=== WHAT IS NEEDED ===
For each entry below, copy the text exactly and leave out any picture.

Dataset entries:
=-=-=

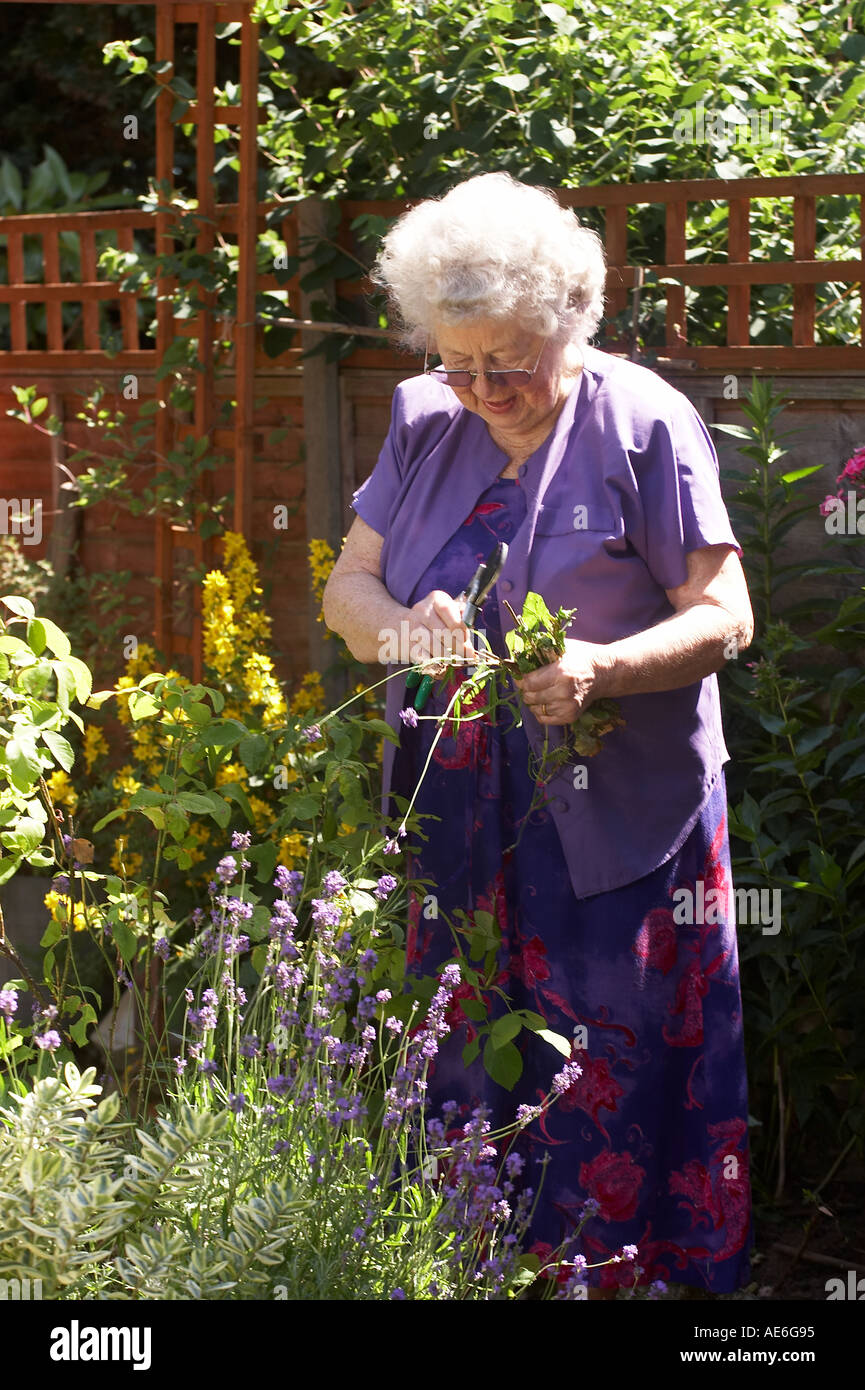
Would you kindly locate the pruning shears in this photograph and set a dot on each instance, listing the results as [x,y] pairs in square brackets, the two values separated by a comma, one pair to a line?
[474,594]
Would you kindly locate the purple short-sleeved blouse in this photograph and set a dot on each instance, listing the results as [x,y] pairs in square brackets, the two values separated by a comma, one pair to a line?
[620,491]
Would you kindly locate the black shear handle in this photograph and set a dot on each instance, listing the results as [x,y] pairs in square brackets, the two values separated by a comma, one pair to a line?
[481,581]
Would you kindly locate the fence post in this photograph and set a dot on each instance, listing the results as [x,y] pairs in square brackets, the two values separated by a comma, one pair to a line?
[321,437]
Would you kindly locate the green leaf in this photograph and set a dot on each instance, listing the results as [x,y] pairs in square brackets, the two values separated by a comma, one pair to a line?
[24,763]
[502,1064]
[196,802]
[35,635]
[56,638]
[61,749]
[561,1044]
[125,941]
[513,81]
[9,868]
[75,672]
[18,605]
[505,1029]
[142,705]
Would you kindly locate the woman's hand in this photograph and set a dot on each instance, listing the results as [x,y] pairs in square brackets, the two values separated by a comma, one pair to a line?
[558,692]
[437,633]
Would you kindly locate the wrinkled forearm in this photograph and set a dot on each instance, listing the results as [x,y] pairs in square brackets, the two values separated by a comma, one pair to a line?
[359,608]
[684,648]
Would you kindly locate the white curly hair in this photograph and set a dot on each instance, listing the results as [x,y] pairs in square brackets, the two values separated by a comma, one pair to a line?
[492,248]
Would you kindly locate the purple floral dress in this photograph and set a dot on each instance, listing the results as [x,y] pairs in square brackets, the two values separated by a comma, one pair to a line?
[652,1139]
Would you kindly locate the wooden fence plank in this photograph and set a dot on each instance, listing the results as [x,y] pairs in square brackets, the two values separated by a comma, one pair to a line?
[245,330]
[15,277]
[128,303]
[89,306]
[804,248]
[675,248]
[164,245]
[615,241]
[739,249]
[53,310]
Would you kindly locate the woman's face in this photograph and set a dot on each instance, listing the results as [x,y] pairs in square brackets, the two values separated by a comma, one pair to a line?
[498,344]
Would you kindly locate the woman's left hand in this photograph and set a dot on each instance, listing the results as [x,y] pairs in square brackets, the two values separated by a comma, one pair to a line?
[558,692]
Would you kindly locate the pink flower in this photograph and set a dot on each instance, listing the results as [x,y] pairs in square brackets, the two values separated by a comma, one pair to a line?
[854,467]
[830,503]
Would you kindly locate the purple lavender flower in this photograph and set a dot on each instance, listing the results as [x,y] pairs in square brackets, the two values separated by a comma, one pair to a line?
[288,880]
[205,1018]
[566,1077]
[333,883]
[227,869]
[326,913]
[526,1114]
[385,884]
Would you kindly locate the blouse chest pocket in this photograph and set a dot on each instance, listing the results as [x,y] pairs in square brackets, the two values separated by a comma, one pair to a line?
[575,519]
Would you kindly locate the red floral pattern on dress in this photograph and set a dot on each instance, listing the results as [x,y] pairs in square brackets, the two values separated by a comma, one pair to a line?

=-=-=

=== WRITTEN RESPONSE ===
Would you kindly locate the pruning shears in this photograph and set a dot on each instance, listing the results as [x,y] pairs in square brackets, the two values separated by a comma, one pair to a line?
[474,594]
Would you kindly locate the purple short-sleeved blouse in this photograph and set a dot on each instance, listing the results as [x,y] pairs in square brackets, the two values separated by a comma, one pair to a line?
[620,491]
Would you kindly locate the black shear handle in this photograph and set a dot on each instance, listing the results as [x,y] pairs in square brackets, the two values separated by a comma, one pair to a line?
[481,581]
Would you kindly locate the fence post in this photograph and set a dot on each instance, listing the results as [x,y] pairs in square brackets, the two values separated by a comma, one pair to a line?
[321,437]
Would you kindly locate the green leaf in this photograph and set a dot on each instance, listing the results as [x,y] pairs in square brackets, the two values separated by a comma, one pair to a line?
[24,763]
[502,1064]
[196,802]
[35,635]
[56,638]
[61,749]
[561,1044]
[125,941]
[513,81]
[9,868]
[75,672]
[18,605]
[505,1029]
[142,705]
Would you kindly locate the woman's hand in this photograph and set a dot on each instance, listing the results as [x,y] pairs in square brackets, the two values separated by a comma, one pair to a line?
[558,692]
[437,633]
Would you kindly locate the wrinkled forearm in this photograph and set a dot on each instance, listing the results as [x,y] pairs in square brackets, the two values separated by a comma, one pair to a line?
[359,608]
[684,648]
Would you kindly locate the white curly hair in this photograph and set a dot on each instance, listing the results as [x,y] pairs in square brackets, the two values separated by a comma, one pair to a line?
[492,248]
Would you kindly locate the purple floral dress in this photograph and set a dot on each instance, listing the results as [x,y] pairs in square brackets, the two values separated by a comma, one pair to a line?
[652,1139]
Would you kindly locate the wooden fence plank in this photograph and set a dot on each instance, listing the results as [x,y] pairs in square brackets, the two values separated by a comma, one pair to a line?
[245,330]
[15,277]
[128,303]
[89,306]
[804,248]
[675,248]
[164,245]
[615,241]
[739,249]
[53,310]
Would you kindly locate the woman's face in this photograph and set a dot on each instance, listing the results as [x,y] pairs in square brackets, the two values separated by a comma, one pair to a line?
[498,344]
Would you kindly locate the woman's left hand in this photograph and set a dot on each instance, listing the results as [x,y] pairs in square brackets, the two values separated by a comma, one pair to a line?
[558,692]
Would you kindly locate the pink flower in this photograph and set a dot on each instance, listing the results as [x,y] pairs in square brackets, the two values separated by a comma, one pair to a line?
[854,467]
[830,503]
Would you kindly locate the purple lavender flower in this photograph and set a dot on each instance, listing the results as [x,y] pairs in square brackets, the two values separated by a comma, one pair to a line?
[288,880]
[205,1018]
[566,1077]
[333,883]
[227,869]
[326,913]
[526,1114]
[385,884]
Would you kindly locate the blouse chest pocket in this photograph and set a dot on each instance, listing the results as [x,y] pairs in square brackets, the two values separated by a comma, one pair to a line?
[575,519]
Would you kindly locate the red floral pattern on dress in this photograph and set a dot on each instance, listing the results as [x,y] pairs in square brackets, the two values separated by a comma, one pair to a line?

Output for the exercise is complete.